# Task goal
Retype the records below exactly as they appear.
[Opening Input records section]
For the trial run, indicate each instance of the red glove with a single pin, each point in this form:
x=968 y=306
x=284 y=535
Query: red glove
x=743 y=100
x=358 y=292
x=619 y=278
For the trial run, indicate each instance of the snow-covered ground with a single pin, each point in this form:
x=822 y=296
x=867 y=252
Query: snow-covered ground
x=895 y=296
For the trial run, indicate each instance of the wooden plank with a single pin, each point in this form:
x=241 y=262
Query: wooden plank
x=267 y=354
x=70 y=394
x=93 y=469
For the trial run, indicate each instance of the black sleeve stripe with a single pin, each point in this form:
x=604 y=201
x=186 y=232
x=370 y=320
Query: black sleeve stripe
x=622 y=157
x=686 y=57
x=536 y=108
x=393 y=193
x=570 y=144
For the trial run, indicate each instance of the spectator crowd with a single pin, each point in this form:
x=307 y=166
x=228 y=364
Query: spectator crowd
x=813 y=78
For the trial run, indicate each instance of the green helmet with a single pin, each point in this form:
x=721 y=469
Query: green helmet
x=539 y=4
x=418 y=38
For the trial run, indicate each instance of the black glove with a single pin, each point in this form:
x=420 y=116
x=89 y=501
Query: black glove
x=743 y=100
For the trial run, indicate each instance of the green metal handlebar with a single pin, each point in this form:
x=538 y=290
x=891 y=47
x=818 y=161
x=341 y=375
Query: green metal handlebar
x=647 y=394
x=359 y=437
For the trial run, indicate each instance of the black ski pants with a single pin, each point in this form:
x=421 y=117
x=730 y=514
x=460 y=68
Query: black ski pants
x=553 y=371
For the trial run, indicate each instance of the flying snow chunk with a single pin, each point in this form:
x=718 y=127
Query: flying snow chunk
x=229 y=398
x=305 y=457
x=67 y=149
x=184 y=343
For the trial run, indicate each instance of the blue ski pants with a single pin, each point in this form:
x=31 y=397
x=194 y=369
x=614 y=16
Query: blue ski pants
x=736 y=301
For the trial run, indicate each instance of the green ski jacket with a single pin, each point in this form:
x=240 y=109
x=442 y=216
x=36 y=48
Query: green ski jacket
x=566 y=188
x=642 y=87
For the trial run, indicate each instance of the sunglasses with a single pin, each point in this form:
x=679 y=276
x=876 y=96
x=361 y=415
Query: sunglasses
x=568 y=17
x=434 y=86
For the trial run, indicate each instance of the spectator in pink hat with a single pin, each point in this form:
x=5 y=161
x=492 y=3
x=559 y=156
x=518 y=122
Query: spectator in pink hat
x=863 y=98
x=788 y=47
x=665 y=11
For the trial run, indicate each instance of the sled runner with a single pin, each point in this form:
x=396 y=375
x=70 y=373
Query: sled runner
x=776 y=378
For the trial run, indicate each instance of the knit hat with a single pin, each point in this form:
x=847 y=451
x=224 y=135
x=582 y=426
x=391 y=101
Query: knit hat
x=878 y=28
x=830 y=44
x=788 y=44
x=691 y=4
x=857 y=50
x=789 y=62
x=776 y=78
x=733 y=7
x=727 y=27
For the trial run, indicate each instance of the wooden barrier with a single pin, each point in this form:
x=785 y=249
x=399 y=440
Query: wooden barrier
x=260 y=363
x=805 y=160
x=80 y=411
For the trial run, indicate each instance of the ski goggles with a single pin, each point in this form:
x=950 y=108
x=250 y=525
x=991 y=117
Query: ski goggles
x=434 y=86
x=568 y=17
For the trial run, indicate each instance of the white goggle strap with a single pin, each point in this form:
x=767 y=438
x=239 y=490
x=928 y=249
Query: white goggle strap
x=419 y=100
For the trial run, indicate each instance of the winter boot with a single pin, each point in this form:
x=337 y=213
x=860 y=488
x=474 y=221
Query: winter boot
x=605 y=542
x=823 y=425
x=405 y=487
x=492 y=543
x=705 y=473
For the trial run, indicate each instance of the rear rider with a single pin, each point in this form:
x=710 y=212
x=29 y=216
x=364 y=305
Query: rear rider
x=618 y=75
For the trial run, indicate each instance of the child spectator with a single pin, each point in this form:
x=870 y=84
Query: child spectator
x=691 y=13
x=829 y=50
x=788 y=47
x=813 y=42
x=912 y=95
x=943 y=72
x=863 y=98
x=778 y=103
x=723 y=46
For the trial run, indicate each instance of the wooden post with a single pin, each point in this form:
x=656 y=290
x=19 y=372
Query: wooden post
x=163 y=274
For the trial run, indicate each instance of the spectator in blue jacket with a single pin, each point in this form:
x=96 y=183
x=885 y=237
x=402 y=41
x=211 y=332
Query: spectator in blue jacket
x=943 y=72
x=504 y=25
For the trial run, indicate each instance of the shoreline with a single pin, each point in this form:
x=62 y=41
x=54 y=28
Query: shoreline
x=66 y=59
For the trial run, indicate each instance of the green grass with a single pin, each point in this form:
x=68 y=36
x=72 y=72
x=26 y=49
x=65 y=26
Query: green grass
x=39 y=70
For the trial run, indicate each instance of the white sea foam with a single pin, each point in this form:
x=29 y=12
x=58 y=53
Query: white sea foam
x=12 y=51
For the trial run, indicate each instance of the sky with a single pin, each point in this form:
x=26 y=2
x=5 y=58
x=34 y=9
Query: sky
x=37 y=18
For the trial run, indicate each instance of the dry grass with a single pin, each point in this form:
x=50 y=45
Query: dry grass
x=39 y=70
[Closing Input records section]
# Solution for this problem
For the trial run, indicate each instance of the red glove with a single pin, each point in this form:
x=968 y=306
x=284 y=535
Query: red glove
x=743 y=100
x=358 y=292
x=619 y=278
For the trial run, indicate each instance of the snow-covered ground with a single pin, each point in this form:
x=822 y=296
x=867 y=252
Query: snow-covered ground
x=895 y=296
For the trial run, indicate each instance of the wooden plank with a single pin, each point in this form:
x=241 y=262
Query: wooden plank
x=267 y=354
x=70 y=394
x=93 y=469
For the trial run, indicate each instance of the black sleeve stripe with a single pin, each point in this form:
x=604 y=201
x=186 y=232
x=370 y=320
Query: black sleeve stripe
x=622 y=157
x=686 y=57
x=536 y=108
x=393 y=193
x=570 y=144
For the trial run, indicate each instance of the spectator crowd with a single pin, each point in this form:
x=307 y=166
x=228 y=364
Query: spectator crowd
x=813 y=78
For the trial run, indicate each instance of the green helmet with a single pin, each point in this form:
x=721 y=469
Query: green helmet
x=539 y=4
x=418 y=38
For the trial run, indicate each instance of the black glove with a single pin, each point in this form:
x=420 y=116
x=89 y=501
Query: black glove
x=743 y=100
For the trial run, indicate each instance of the green metal handlebar with a single pin, each point in this form:
x=538 y=290
x=891 y=47
x=818 y=161
x=341 y=375
Query: green metal handlebar
x=647 y=394
x=359 y=437
For the trial run, indicate each instance of the black ski pants with a single pin, each point in this form:
x=421 y=117
x=730 y=514
x=460 y=68
Query: black ski pants
x=553 y=371
For the trial run, indicate each instance of the flying snow chunk with a single pin, each point in this form:
x=718 y=127
Query: flying snow chunk
x=229 y=398
x=305 y=457
x=67 y=149
x=184 y=343
For the trial run, indicate each instance of the blue ski pants with a single pin, each point in this form:
x=31 y=397
x=194 y=369
x=614 y=16
Query: blue ski pants
x=736 y=301
For the trial run, indicate each instance of the green ski jacket with a single pin, each point in this form:
x=240 y=109
x=442 y=216
x=36 y=48
Query: green ski jacket
x=566 y=188
x=642 y=87
For the trial run, indicate each instance of the sunglasses with a single pin, each point in this form:
x=679 y=276
x=876 y=96
x=361 y=415
Query: sunglasses
x=568 y=17
x=434 y=86
For the trial run, indicate each instance of the spectator in pink hat with a single pin, each point in this form:
x=5 y=161
x=492 y=3
x=559 y=156
x=518 y=122
Query: spectator in pink hat
x=863 y=98
x=788 y=47
x=665 y=11
For the trial run, indicate each instance of the sled runner with a single pin, each point in this form:
x=396 y=375
x=70 y=373
Query: sled runner
x=776 y=378
For the trial run, indicate each instance of the knit hat with a single pin, each point in this form:
x=847 y=451
x=224 y=135
x=582 y=426
x=391 y=101
Query: knit hat
x=878 y=28
x=830 y=44
x=788 y=44
x=691 y=4
x=857 y=50
x=789 y=62
x=776 y=78
x=733 y=7
x=727 y=27
For the trial run, indicate each instance of the wooden barrier with a single pin, each point in this form:
x=785 y=249
x=399 y=440
Query: wooden barrier
x=260 y=363
x=805 y=160
x=80 y=411
For the trial run, indicate each instance of the ski goggles with a single pin, each point in this form:
x=950 y=108
x=250 y=525
x=991 y=117
Query: ski goggles
x=434 y=86
x=568 y=17
For the trial run, indicate each instance of the white goggle strap with a single pin, each point in this form:
x=767 y=438
x=239 y=490
x=928 y=249
Query: white goggle strap
x=419 y=100
For the trial run, indicate each instance of the winter boot with a single pin, each point in this form:
x=337 y=213
x=860 y=488
x=474 y=221
Query: winter boot
x=605 y=542
x=823 y=425
x=405 y=487
x=492 y=543
x=705 y=473
For the trial run, indicate each instance of the rear rider with a single pin, each point in this form:
x=710 y=212
x=29 y=216
x=364 y=305
Query: rear rider
x=618 y=75
For the trial run, indicate each instance of the child spectator with a single pin, each point in this form:
x=870 y=84
Query: child spectator
x=691 y=13
x=829 y=50
x=788 y=47
x=813 y=42
x=912 y=95
x=943 y=72
x=863 y=98
x=778 y=103
x=723 y=46
For the trial run, indicate each instance of the wooden post with a single pin, each point in this form:
x=656 y=290
x=19 y=372
Query: wooden post
x=163 y=274
For the trial run, indicate each instance of the spectator in blue jacket with a single pin, each point in this form:
x=96 y=183
x=885 y=237
x=402 y=41
x=211 y=332
Query: spectator in blue jacket
x=943 y=72
x=504 y=25
For the trial run, indicate each instance of the shoreline with a single pin, each point in this form:
x=62 y=41
x=54 y=28
Query: shoreline
x=66 y=59
For the trial run, indicate each instance of the green grass with a single pin, each point in this form:
x=68 y=36
x=72 y=72
x=26 y=49
x=65 y=26
Query: green grass
x=39 y=70
For the trial run, indicate each instance of the white sea foam with a single pin, each point in this form:
x=29 y=12
x=58 y=53
Query: white sea foam
x=12 y=51
For the trial run, indicate each instance of the sky with a single pin, each point in this form:
x=26 y=2
x=5 y=58
x=34 y=9
Query: sky
x=37 y=18
For the trial run, indicate each instance of the dry grass with a single pin, each point in this form:
x=50 y=45
Query: dry grass
x=39 y=70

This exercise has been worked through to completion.